3. jun, 2015

Gedachten in de stoel van de tandarts

Achter de balie zit een jonge vrouw met grote groene ogen en een paars overhemd. Ik groet. Ze groet terug terwijl ze in de computer kijkt en wil bevestigd krijgen dat ik dezelfde persoon ben die in haar computer staat. Ze staat op, loopt om de balie heen, geeft me een ferme hand en wijst me de weg naar de behandelkamer waar de ligstoel zijn handen, als een sadist voor hij aan de slag gaat, wrijft. De stoel die lekker zacht er uit ziet en de meeste ruimte in beslag neemt maakt me zenuwachtig. De kauwgum in mijn mond raakt in paniek en wil weg. Ik had mijn tanden gepoetst en een kauwgum genomen. Ik haal mijn kauwgum uit mijn mond en zoek een papieren zakdoekje. De jonge vrouw die inmiddels vertelt heeft dat ze de (vervangende) tandarts is vraagt wat zoek ik. Ik zeg, papieren zakdoekje. Mijn kauwgum verdwijnt voor goed in de prullenbak en ik ga zitten, eigenlijk half-liggen. De rechter been wil over de linkerbeen en anders om. Ik kijk naar de punten van mijn schoenen die blijven wiebelen. De jonge arts met grote groene ogen gaat naast me op een kurk zitten en kijkt op me neer, in de letterlijke zin. Ik denk niet aan het liedje:'Er is lente in de ogen van de tandarts assistente.' De tandarts assistente komt binnen. Ze is ook jong, misschien een jaar ouder dan de tandarts. De tandarts vraagt waarom ik had gebeld en waarom ik daar lig. Door de zenuwen heen vertel ik wat aan de hand is. Ze stelt nog een paar vragen, misschien om me op mijn gemak te stellen want ze kan gewoon kijken en zien wat er werkelijk aan de hand is. Ze bevestigt een kapotte vulling van een kies achterin en legt uit dat ze de vulling gaat vervangen. Ze stelt me voor de keus: mét of zonder verdoving. Ik zeg dat ik geen held ben maar kies toch voor de tweede want ik heb geen zin om de Est van de dag doorbrengen met een hangende wang en een lip die de slijm niet vast kan houden. Ze biedt me de mogelijkheid, wanneer ik de pijn niet verder verdraag, mijn linkervinger op moet steken. Ik vraag waarom niet de rechtervinger. Ze zegt anders raak ik haar werkende hand die in mijn mond draait.

GEGEVENSFRAGMENTEN:

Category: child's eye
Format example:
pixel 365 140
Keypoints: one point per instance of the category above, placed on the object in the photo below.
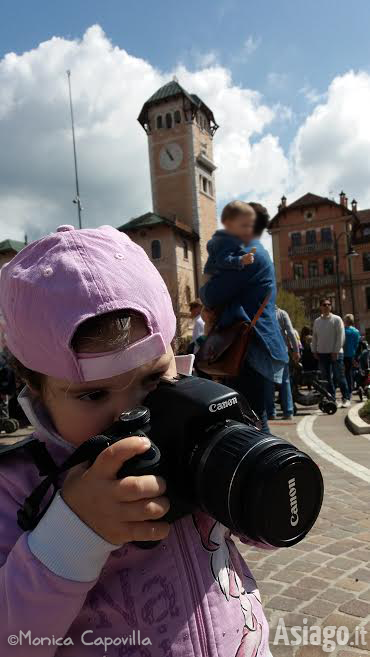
pixel 96 395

OPDRACHT: Schrijf het verhaal over het bezoek aan de tandarts verder, te beginnen na de laatste zin.

ANTWOORD:
De twee jonge vrouwen gaan het werk. Ik krijg een rubberdoekje in en over mijn mond. Ze proberen er een gat in maken en de kies te isoleren. Dat gaat niet soepel. Ze wisselen van positie en wordt gehijgd. Ik denk aan de tandarts en zijn assistente in Bagdad in de lente van 1980. Mijn verstandskies moest eruit. Maar die was taai. Zo taai dat een deel van de wortel nog diep zat. Om die wortel eruit te trekken moest de tandarts met zijn knieën op mijn dij gaan staan. Het uittrekken van mijn kies duurde veertig minuten. Toen uit getrokken werd kwam ook de inhoud van mijn maag naar buiten, als een vulkaanerosie. Al het kebab, brood en rijst die ik gegeten had verdween in het kommetje van de tandarts.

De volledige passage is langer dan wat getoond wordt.